● **Quoted passage**:
........
Been recently looking into fluid simulations again. This time I've testing if I can make a good SPH simulation but only having "average" cell particles. It seems to work surprisingly well, and it doesn't need sorting either. Explanation thread👇🧵

This is a follow-up of my method from here where particles were stored on the grid itself. This posed a problem since when there are more than 2 particles per cell they average out and information is lost (for ex. velocity difference between particles)

This produces a artificial numerical viscosity which becomes detrimental when wanting to have more than 1 particle per cell. On top of that this doesn't allow keeping any persistent information on the particles themselves.

So my second idea was "what if we only average the particles for the force/density computations only". Its not something you can do in Shadertoy, as you need some kind of rasterization to splat the particles on the gird. Here I show cell averages with mass > 1 with red spheres

I used atomicAdd's for splatting the particle properties, which means using compute shaders. But you can also use the hardware rasterizer, which I plan on trying later, which should allow me to port this to VRChat.
........
● **Stored records**:
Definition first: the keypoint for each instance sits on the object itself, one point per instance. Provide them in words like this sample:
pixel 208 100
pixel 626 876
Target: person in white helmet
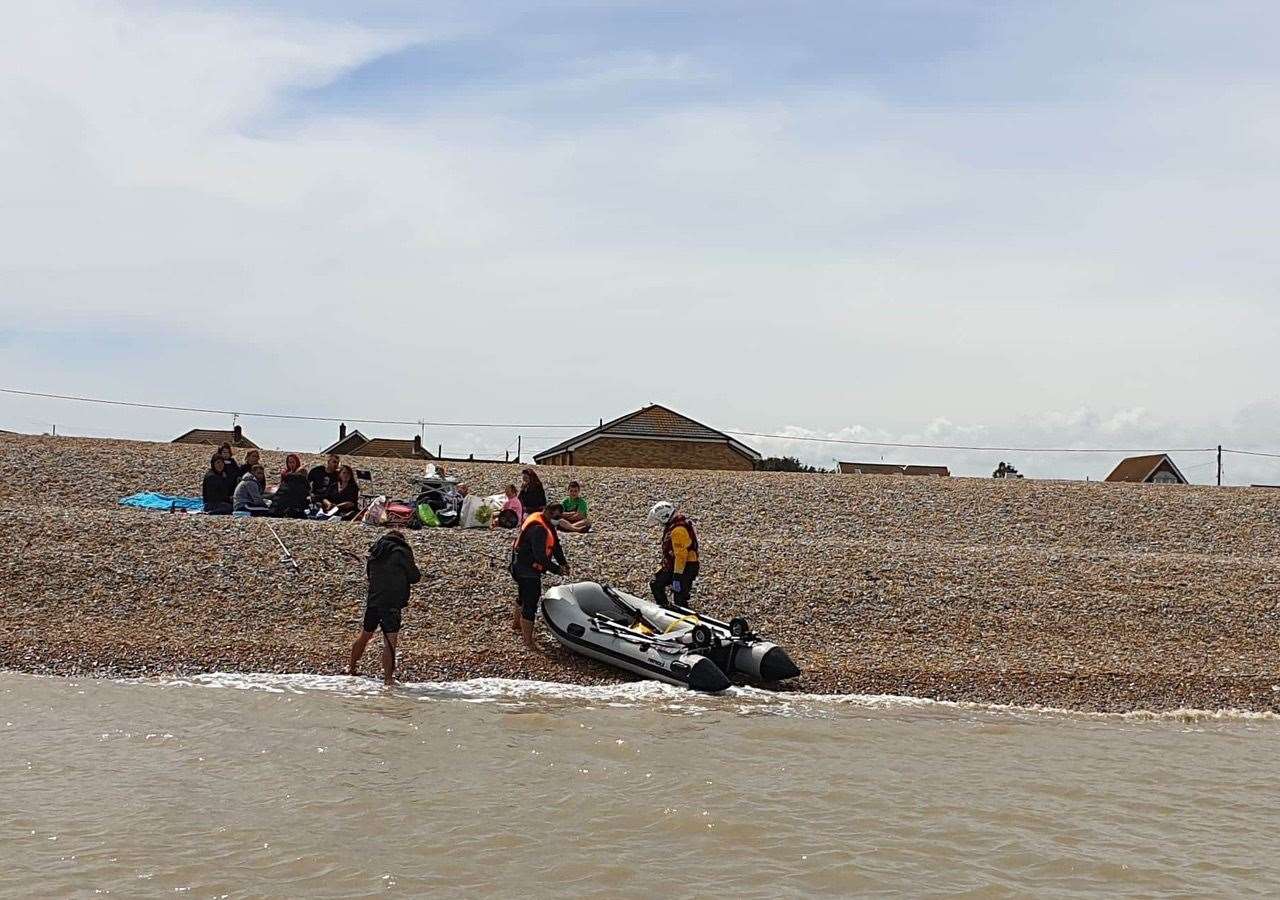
........
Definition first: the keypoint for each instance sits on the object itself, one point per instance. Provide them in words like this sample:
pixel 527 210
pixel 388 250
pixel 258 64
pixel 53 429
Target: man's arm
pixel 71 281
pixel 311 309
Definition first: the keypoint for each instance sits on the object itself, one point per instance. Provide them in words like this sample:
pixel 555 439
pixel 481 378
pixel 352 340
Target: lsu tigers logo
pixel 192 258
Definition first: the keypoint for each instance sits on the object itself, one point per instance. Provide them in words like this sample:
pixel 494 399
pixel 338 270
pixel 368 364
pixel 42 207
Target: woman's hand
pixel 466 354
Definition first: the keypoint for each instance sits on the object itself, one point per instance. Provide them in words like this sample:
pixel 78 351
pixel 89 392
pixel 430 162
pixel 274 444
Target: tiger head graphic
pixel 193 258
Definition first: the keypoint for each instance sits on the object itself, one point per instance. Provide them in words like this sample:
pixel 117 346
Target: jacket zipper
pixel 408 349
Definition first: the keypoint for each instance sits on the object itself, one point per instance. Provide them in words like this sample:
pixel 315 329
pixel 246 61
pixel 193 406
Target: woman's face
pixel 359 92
........
● **Work to do**: Rewrite the part of the fluid simulation thread starting with "This produces a" and going on through "the particles themselves.", with "viscosity" swapped for "damping".

● **Worked solution**:
This produces a artificial numerical damping which becomes detrimental when wanting to have more than 1 particle per cell. On top of that this doesn't allow keeping any persistent information on the particles themselves.